■ Exercise
Return every line below verbatim, keeping each character and the order unchanged.

■ Records shown
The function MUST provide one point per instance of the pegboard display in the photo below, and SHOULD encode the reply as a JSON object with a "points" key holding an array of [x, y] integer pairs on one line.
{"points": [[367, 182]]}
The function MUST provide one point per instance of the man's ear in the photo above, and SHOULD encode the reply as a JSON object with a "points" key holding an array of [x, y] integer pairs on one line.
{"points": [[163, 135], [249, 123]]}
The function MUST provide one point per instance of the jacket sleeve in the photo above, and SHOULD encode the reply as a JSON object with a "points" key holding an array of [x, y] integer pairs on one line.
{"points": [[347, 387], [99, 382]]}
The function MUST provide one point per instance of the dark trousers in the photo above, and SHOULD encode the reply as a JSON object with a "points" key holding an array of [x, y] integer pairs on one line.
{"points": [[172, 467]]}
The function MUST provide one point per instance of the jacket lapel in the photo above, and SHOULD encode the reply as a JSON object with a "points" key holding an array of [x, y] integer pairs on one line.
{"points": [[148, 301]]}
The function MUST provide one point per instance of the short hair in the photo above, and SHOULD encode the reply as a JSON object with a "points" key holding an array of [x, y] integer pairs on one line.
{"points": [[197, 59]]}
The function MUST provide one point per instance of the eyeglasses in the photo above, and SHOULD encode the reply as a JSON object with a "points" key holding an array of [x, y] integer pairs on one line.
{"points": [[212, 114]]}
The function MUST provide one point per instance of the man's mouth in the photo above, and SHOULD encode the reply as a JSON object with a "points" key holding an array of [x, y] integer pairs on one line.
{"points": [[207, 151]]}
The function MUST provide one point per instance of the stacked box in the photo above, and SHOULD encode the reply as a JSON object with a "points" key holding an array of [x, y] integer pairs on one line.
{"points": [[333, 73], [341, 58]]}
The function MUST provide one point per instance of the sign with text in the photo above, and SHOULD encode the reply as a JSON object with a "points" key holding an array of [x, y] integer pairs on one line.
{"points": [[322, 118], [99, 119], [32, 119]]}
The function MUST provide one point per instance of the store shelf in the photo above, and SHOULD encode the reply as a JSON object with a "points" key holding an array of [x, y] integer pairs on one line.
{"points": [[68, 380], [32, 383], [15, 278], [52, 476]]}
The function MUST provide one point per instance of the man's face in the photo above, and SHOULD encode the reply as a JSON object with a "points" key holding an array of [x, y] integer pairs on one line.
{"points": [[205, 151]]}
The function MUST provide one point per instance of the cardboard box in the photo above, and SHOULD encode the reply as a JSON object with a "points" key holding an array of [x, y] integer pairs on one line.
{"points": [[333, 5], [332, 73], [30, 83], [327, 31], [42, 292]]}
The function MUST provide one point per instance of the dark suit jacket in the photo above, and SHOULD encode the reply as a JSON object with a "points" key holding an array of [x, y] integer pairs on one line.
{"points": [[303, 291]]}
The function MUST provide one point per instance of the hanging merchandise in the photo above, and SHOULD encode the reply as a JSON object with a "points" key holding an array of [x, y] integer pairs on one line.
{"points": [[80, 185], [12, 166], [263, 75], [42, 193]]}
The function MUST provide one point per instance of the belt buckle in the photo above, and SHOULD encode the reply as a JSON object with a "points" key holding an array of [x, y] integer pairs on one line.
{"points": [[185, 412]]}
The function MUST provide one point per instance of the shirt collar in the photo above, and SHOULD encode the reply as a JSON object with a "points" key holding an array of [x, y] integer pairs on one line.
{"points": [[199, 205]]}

■ Problem solution
The function MUST provide one point per instance of the pegboard display in the photo below, and SHOULD encode the reply as a JSON object with a "points" key holding an array of [x, y] integer pairs on one line.
{"points": [[367, 182]]}
The function MUST provide one point per instance of the man's ear in the photo above, and SHOULD encode the reply as a JSON object with a "points" key holding an array of [x, y] integer pairs on one line.
{"points": [[163, 135], [249, 123]]}
The function MUST provide one point per instance of the jacket sleeve in the photo above, and SHOULD encode the reply as a JSON object with a "points" key holding an array of [x, y] integer pairs on one line.
{"points": [[347, 387], [99, 382]]}
The function MUST provide one point per instance of the dark trousers in the photo above, and SHOULD encode the reply as a JSON object with a "points" key holding an array of [x, y] integer pairs on one line.
{"points": [[172, 467]]}
The function MUST provide one point per instance of the jacket lapel in the photo above, and SHOULD encode the reply as a JSON object with a "points" key holding an array of [x, y] integer pairs on one line.
{"points": [[148, 301]]}
The function MUST provide one point per instance of the short hair in the photo above, and SHOULD encode the reply as a JSON object with a "points" key holding an array of [x, y] integer pairs on one line.
{"points": [[197, 59]]}
The function MUST provide one point per instance of the eyeglasses in the photo above, and SHOULD encode the reply as a JSON object with a "points" key holding an array of [x, y] integer pairs on one line.
{"points": [[212, 114]]}
The function MUST provide one point per instance of the man's mouth in the photo above, and SHOULD encode the reply as a JSON object with a "points" key holding an array of [x, y] integer pairs on one line.
{"points": [[207, 151]]}
The function MUST provide one point per instance of the stacked box in the photo above, and SHOULD encode the reply as a JSON object with a "points" key holding an array of [x, y] integer pairs on one line.
{"points": [[333, 73], [341, 58]]}
The function MUST provide one point per instance of the sign with text in the photo above, and SHOULD encode the reply as a JSON object with a "points" key holding an array of [x, y] integer pairs on one line.
{"points": [[322, 118], [99, 119], [32, 119]]}
The function MUST provide one point per instance of the store shelf in the photo above, and SHOULD encode the reply as a JSON object with a "points" key holding an array of [x, y] integer pairs on one line.
{"points": [[68, 380], [32, 383], [15, 278], [52, 476]]}
The function MUST provide one point per instance of the man's face in the photo above, and SHOULD encode the reply as a JSON object with a "points" key holding an array of [x, y] integer pairs on one line.
{"points": [[205, 151]]}
The function MUST provide one point per instance of the cardboard box in the photo above, and SHOULD encode the reply as a JSON object with a "points" key holding an array of [x, y] integer pairs on one line.
{"points": [[333, 5], [332, 73], [30, 83], [327, 31], [42, 292]]}
The function MUST provide one point per instance of the dark suit jacket in the photo above, and SHOULD encode the reply as a JSON object with a "points" key holding an array of [x, y] integer pairs on one line.
{"points": [[303, 291]]}
The function MUST provide one point per instance of the hanging merchandise in the photo above, and SHOULD encode the reply as a JSON object with a "points" key holding an array of [x, y] integer pairs on one line.
{"points": [[80, 185], [12, 166], [263, 75], [42, 193]]}
The function MUST provide one point per instance of the belt buckle in the photo above, and SHOULD encode the reply as a JSON object with a "points" key holding an array of [x, y] integer pairs on one line.
{"points": [[185, 412]]}
The function MUST provide one point per instance of the shirt collar in the photo above, and SHOULD encode the reply as a JSON object with a "points" key holding an array of [x, y] integer pairs on one line.
{"points": [[199, 205]]}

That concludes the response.